▸ What to produce: Starting at the top of the listing below and ending at the line that contains "point(97, 160)", rewrite those lines with every "instance" changed to "occurrence" and nothing else altered.

▸ Provided data:
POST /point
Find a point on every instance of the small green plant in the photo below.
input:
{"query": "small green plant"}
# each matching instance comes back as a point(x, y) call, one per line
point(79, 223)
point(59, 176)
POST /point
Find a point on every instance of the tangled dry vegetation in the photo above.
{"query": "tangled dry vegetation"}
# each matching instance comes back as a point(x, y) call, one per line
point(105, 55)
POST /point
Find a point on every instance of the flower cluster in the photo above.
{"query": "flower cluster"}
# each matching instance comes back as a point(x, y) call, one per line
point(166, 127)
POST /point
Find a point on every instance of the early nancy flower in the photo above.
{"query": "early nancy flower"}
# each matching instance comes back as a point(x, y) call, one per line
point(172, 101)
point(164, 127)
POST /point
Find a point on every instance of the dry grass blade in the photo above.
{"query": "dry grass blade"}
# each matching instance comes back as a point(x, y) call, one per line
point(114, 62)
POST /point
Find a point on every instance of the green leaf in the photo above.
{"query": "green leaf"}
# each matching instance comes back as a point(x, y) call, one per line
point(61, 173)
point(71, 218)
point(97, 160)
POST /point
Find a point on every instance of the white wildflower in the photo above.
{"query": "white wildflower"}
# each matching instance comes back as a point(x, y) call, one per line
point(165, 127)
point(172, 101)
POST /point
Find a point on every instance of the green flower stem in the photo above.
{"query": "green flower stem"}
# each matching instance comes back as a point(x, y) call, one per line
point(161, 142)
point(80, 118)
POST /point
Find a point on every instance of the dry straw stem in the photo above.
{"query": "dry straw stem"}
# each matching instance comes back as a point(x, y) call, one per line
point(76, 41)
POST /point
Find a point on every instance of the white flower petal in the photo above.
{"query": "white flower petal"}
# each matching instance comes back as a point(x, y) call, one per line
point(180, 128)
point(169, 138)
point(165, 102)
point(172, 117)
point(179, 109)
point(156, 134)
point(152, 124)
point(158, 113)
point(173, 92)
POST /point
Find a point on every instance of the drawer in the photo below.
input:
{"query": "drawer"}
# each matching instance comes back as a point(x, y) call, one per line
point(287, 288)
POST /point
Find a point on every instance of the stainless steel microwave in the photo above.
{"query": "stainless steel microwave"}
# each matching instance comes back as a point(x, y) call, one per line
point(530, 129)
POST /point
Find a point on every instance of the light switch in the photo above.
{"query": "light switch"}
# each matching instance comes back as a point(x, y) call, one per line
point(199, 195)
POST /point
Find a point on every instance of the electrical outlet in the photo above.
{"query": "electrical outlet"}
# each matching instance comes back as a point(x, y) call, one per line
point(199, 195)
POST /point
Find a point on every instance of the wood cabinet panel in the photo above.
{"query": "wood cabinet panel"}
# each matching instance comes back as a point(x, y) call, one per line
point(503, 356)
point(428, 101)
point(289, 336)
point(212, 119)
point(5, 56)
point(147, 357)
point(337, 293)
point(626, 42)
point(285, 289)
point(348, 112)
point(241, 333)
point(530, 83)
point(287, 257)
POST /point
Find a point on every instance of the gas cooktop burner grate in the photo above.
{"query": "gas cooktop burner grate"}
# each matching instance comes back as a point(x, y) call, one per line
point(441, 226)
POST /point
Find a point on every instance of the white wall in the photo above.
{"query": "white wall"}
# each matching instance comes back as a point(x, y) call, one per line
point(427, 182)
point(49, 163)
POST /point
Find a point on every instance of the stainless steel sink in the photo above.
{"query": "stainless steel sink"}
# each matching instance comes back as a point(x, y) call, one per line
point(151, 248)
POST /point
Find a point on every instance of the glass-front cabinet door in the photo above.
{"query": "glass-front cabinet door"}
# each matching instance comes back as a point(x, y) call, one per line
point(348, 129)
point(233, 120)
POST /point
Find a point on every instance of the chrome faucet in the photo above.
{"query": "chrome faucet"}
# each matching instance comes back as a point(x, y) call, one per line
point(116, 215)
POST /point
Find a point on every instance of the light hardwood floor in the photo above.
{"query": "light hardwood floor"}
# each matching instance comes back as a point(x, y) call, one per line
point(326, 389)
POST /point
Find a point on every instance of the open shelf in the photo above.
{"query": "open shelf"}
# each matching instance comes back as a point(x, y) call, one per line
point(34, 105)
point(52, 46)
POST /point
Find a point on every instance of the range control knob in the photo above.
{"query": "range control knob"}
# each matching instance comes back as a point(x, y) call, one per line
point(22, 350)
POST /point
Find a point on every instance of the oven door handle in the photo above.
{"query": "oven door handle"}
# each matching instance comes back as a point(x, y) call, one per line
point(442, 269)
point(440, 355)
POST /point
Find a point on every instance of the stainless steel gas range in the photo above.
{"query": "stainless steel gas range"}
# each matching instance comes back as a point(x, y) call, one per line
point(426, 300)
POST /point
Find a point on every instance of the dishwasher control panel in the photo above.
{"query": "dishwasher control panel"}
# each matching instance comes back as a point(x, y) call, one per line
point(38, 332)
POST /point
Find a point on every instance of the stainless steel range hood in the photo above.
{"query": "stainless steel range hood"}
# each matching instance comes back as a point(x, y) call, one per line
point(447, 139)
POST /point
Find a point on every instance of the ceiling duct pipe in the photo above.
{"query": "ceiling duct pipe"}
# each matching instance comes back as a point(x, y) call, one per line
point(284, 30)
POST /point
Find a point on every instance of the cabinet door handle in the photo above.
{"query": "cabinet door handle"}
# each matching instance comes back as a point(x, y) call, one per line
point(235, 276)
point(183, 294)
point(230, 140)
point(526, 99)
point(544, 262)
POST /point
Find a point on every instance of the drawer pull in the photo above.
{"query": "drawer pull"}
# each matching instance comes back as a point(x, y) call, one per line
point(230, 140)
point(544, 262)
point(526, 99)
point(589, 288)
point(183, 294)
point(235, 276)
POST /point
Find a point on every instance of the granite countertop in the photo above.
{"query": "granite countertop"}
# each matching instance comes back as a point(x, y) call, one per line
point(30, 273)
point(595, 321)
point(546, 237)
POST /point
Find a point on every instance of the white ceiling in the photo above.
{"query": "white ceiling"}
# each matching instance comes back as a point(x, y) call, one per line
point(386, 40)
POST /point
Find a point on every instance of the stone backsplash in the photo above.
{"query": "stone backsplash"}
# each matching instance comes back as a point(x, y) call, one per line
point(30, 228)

▸ Response to the exercise:
POST /point
Find a point on every occurrence of the small green plant in the photo below.
input:
{"query": "small green plant"}
# each matching occurrence comes back as a point(x, y) call, one per line
point(79, 223)
point(59, 176)
POST /point
Find a point on every occurrence of the tangled dry vegetation in the photo above.
{"query": "tangled dry vegetation"}
# each matching occurrence comes back as a point(x, y) call, one per line
point(105, 55)
POST /point
Find a point on every occurrence of the flower cluster in the photo above.
{"query": "flower cluster"}
# each matching occurrence comes back as a point(x, y) call, one per line
point(166, 127)
POST /point
Find a point on every occurrence of the early nancy flower in the photo above.
{"query": "early nancy flower"}
# each matching occurrence comes back as a point(x, y) call, one per line
point(172, 101)
point(164, 127)
POST /point
Find a point on every occurrence of the dry grass blade in the photo above.
{"query": "dry grass blade"}
# each matching occurrence comes back as a point(x, y) call, one per line
point(114, 62)
POST /point
Find a point on every occurrence of the green leaf in the photo above.
{"query": "green leaf"}
# each matching occurrence comes back as a point(x, y) call, one per line
point(61, 173)
point(71, 218)
point(97, 160)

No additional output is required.